# What you should do:
Every record is to be returned as written, with no omissions.

Segment Start: Input

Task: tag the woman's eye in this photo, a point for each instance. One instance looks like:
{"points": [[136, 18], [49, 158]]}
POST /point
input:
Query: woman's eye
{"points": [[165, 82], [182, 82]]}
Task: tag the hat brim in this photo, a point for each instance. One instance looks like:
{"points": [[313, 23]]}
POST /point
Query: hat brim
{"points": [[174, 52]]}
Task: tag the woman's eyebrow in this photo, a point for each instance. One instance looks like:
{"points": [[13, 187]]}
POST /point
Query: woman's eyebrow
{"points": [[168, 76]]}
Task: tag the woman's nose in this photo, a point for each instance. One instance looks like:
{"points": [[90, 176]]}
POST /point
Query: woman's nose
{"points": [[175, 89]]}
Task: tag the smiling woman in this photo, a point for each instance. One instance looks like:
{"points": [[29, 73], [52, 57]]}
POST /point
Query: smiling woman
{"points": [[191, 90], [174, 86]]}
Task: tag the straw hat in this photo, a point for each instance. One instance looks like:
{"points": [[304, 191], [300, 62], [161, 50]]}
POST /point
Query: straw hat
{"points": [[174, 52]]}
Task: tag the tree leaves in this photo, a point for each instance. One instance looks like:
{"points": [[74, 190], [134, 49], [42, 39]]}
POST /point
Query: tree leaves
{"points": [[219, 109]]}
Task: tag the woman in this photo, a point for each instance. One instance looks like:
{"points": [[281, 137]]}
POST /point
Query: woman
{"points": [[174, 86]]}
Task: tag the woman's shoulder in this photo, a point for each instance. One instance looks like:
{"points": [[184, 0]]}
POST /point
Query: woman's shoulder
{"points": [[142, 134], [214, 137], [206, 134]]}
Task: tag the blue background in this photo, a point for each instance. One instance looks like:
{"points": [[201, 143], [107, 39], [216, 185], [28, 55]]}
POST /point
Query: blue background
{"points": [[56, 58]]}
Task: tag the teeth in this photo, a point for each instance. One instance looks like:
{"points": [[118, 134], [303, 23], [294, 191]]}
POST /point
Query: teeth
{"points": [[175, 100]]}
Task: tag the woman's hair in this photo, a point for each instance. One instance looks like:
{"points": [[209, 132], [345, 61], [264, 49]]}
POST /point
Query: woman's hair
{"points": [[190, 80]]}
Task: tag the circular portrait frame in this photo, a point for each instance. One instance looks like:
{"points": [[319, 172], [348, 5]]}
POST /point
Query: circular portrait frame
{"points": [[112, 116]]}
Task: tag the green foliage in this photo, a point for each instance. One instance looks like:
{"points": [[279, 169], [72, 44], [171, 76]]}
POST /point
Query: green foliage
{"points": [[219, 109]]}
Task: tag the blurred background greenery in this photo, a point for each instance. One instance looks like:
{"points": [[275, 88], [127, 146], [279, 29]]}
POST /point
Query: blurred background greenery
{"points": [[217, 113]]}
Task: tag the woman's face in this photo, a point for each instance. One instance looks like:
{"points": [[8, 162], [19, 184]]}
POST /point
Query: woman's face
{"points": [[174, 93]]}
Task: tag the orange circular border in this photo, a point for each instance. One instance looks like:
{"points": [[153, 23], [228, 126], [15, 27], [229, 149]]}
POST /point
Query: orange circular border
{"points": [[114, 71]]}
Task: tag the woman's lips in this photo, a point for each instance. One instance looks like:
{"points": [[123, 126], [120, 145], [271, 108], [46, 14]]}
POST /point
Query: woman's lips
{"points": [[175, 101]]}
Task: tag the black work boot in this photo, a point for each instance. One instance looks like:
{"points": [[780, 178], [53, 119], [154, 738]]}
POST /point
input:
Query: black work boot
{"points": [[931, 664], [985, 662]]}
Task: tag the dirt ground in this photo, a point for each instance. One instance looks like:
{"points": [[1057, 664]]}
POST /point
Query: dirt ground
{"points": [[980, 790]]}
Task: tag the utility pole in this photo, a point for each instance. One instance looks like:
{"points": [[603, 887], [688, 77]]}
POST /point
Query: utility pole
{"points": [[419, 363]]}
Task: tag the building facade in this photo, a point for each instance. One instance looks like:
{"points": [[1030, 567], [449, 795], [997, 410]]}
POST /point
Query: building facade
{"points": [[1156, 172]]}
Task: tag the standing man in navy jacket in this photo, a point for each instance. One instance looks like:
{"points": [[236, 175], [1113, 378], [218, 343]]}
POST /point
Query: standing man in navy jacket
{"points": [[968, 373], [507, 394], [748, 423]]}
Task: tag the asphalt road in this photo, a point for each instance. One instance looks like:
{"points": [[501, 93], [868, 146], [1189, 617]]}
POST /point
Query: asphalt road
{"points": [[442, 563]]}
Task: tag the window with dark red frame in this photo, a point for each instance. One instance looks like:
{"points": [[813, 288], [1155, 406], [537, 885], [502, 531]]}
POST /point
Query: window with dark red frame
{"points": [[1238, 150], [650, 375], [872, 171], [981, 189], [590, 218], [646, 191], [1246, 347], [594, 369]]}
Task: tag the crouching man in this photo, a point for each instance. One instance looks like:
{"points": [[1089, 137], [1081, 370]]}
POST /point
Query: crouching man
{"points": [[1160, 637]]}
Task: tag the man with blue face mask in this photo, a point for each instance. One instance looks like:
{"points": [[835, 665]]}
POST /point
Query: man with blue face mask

Segment End: Input

# Solution to this task:
Task: tag the woman's eye in this photo, a point for each instance. One instance looks like:
{"points": [[136, 18], [49, 158]]}
POST /point
input:
Query: woman's eye
{"points": [[165, 82], [182, 82]]}
Task: tag the hat brim in this photo, a point for each instance. One instance looks like:
{"points": [[313, 23]]}
POST /point
Query: hat brim
{"points": [[174, 52]]}
Task: tag the woman's eyebrow in this photo, a point for each instance. One instance looks like:
{"points": [[13, 187]]}
POST /point
Query: woman's eyebrow
{"points": [[168, 76]]}
Task: tag the woman's nose in this photo, a point for each instance. One instance looks like:
{"points": [[90, 176]]}
POST /point
Query: woman's nose
{"points": [[175, 89]]}
Task: tag the smiling woman in this photo, a point for each instance. One instance looks like:
{"points": [[29, 73], [52, 57]]}
POST /point
Query: smiling woman
{"points": [[191, 90], [174, 86]]}
Task: tag the straw hat in this photo, a point for each instance. One instance looks like:
{"points": [[304, 191], [300, 62], [161, 50]]}
POST /point
Query: straw hat
{"points": [[174, 52]]}
Task: tag the tree leaves in this photo, a point for each instance. One instance looks like:
{"points": [[74, 190], [134, 49], [42, 39]]}
POST /point
Query: tree leaves
{"points": [[219, 109]]}
Task: tag the woman in this photo, a point for each instance. One instance looks like:
{"points": [[281, 137]]}
POST /point
Query: woman
{"points": [[174, 86]]}
Task: tag the woman's shoulder in this photo, a point for each instance. One instance looks like:
{"points": [[184, 0]]}
POST /point
Query: woman's shoulder
{"points": [[142, 134], [214, 137], [206, 134]]}
Task: tag the blue background in this photo, a point for each instance. One instance looks like:
{"points": [[201, 143], [107, 39], [216, 185], [28, 55]]}
POST /point
Query: blue background
{"points": [[56, 58]]}
Task: tag the teeth in this photo, a point for each instance. One instance looks like:
{"points": [[118, 134], [303, 23], [294, 191]]}
POST /point
Query: teeth
{"points": [[175, 100]]}
Task: tag the woman's hair in this photo, a point for each instance. One instance looks like:
{"points": [[209, 132], [345, 61], [264, 49]]}
POST /point
Query: woman's hair
{"points": [[190, 80]]}
Task: tag the circular portrait frame in this photo, a point for each instance. One instance looks like:
{"points": [[319, 172], [348, 5]]}
POST /point
Query: circular portrait frame
{"points": [[112, 116]]}
Task: tag the green foliage in this photo, a point for each instance. One instance looks like:
{"points": [[279, 169], [72, 44], [171, 76]]}
POST /point
Query: green foliage
{"points": [[219, 109]]}
Task: tag the blurred background greenery in this photo, a point for each instance. One instance looks like:
{"points": [[275, 88], [127, 146], [279, 29]]}
POST /point
Query: blurred background greenery
{"points": [[217, 113]]}
Task: tag the woman's face in this photo, a point for each instance. One instance looks like:
{"points": [[8, 162], [19, 184]]}
POST /point
Query: woman's face
{"points": [[174, 93]]}
Task: tag the orange circular border in this photo, a point for each instance. One instance looks like:
{"points": [[153, 23], [228, 126], [15, 27], [229, 149]]}
POST /point
Query: orange circular border
{"points": [[114, 71]]}
Task: tag the woman's lips in this photo, a point for each instance. One instance looks like:
{"points": [[123, 126], [120, 145], [271, 108], [46, 14]]}
POST /point
Query: woman's lips
{"points": [[175, 101]]}
Task: tag the black work boot in this photo, a point for each instance. One instance looks like:
{"points": [[780, 178], [53, 119], [154, 738]]}
POST /point
input:
Query: black work boot
{"points": [[931, 664], [985, 662]]}
Task: tag the dirt ground in this photo, a point for each instance. One instance looks like:
{"points": [[1057, 664]]}
POST /point
Query: dirt ground
{"points": [[980, 790]]}
Task: tag the utility pole in this photo, a point for each instance. One instance looks like:
{"points": [[603, 887], [688, 77]]}
POST /point
Query: utility pole
{"points": [[419, 363]]}
Task: tag the building facade in this photo, a point for each instance. One instance looks like:
{"points": [[1030, 567], [449, 795], [997, 410]]}
POST /point
Query: building facade
{"points": [[1156, 172]]}
Task: tag the standing man in navy jacket in this photo, a point for each instance. One instance looks like:
{"points": [[236, 175], [1113, 378], [218, 343]]}
POST /point
Query: standing man in navy jacket
{"points": [[968, 373], [507, 394], [748, 423]]}
Task: tag the asphalt road in this photo, a point for each instance. One instance looks like:
{"points": [[501, 93], [868, 146], [1189, 617]]}
POST /point
Query: asphalt road
{"points": [[442, 563]]}
Task: tag the window with dark red frame in this photo, a point for each instance. One instance looks like:
{"points": [[813, 288], [1155, 406], [537, 885], [502, 531]]}
POST /point
Query: window with dark red frame
{"points": [[1238, 150], [650, 375], [872, 171], [981, 189], [590, 218], [646, 191], [1246, 347], [594, 369]]}
Task: tag the crouching man in this photo, a point for each instance. One instance looks like:
{"points": [[1089, 137], [1081, 370]]}
POST /point
Query: crouching man
{"points": [[1160, 637]]}
Task: tag the man with blue face mask in this photo, a point for each instance. One instance looks like:
{"points": [[835, 665]]}
POST /point
Query: man with blue face mask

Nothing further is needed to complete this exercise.